[Position identification records]
* * * * *

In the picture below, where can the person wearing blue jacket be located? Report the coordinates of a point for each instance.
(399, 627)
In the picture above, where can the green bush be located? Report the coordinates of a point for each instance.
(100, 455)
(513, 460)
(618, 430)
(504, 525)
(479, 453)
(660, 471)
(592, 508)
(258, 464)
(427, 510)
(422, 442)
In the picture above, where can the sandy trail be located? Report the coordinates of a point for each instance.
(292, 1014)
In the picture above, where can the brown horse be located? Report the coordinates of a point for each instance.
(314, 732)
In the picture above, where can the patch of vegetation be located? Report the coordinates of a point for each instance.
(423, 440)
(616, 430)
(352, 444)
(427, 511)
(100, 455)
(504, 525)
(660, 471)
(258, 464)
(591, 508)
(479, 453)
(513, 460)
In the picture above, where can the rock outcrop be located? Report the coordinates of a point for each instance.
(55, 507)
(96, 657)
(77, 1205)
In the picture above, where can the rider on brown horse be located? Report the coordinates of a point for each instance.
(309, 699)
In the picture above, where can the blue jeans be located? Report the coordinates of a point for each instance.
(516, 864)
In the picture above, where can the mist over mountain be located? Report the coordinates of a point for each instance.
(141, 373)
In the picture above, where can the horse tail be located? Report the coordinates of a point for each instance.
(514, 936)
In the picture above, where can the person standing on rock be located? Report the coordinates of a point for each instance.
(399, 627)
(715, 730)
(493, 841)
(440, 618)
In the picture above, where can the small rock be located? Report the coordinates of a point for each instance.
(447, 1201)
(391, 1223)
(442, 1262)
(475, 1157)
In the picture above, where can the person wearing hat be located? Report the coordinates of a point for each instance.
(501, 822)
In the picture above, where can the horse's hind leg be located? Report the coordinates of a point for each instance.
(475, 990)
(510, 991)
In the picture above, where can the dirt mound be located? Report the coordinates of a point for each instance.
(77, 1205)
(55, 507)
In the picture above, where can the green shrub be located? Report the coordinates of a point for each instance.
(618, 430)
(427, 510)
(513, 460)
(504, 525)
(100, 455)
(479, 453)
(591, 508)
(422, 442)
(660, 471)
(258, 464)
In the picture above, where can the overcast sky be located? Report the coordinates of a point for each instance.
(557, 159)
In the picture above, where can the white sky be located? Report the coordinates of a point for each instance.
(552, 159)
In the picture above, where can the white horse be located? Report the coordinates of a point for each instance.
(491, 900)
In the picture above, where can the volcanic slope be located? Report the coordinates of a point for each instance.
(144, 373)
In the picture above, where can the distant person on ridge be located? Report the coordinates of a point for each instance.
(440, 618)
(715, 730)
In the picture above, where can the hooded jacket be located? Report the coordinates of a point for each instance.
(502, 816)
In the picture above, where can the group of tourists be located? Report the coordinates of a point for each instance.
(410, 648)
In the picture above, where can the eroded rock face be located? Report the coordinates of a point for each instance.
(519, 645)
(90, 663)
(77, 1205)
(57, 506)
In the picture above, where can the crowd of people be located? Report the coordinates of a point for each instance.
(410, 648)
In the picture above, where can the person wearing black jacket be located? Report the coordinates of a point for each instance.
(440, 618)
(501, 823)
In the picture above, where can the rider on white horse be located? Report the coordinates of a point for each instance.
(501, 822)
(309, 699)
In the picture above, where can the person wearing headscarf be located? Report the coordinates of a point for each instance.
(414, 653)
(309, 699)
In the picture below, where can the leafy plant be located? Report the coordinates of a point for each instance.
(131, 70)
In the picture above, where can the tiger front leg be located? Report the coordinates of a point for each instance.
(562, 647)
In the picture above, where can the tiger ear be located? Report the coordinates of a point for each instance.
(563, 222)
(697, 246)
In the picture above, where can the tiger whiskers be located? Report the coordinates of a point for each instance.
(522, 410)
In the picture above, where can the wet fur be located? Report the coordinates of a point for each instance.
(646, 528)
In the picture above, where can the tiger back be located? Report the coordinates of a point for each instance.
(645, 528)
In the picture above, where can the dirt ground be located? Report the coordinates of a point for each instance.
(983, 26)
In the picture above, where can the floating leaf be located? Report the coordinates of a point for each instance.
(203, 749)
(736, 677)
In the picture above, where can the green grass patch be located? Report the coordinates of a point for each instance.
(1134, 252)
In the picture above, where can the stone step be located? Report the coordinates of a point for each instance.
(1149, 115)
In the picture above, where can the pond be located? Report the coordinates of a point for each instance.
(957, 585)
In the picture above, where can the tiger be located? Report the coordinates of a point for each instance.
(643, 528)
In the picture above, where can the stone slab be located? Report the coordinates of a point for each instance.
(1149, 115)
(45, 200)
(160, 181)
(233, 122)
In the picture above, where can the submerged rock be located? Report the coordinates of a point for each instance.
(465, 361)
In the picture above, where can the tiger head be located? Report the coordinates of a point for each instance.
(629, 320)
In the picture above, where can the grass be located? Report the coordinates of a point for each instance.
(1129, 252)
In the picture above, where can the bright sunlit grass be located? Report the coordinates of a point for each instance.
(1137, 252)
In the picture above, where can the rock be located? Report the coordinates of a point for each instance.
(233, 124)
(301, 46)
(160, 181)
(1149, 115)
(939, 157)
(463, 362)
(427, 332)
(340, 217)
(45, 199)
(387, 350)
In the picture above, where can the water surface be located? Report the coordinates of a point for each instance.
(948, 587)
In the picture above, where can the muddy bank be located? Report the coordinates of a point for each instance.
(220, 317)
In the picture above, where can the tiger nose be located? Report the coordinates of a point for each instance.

* * * * *

* Your task: Please output the material above, from the line containing "In the picture above, where can the horse tail" down to the line containing "(475, 1157)", as a two-column CSV headed "source" and "target". Each row puts a line of text in "source" and the coordinate lines beneath it in "target", with every field quoted and line breaks turned into spaces.

* Exercise response:
source,target
"In the picture above, where can the horse tail be located? Report the coordinates of a point for each instance.","(514, 936)"
"In the picture above, where can the person standing on rock be located? Report the coordinates of a point for each instance.","(399, 627) (715, 730) (493, 841) (440, 618)"
"In the picture above, where can the small rock be located? Report the coordinates of a point for each instance.","(447, 1201) (391, 1223) (442, 1262) (475, 1157)"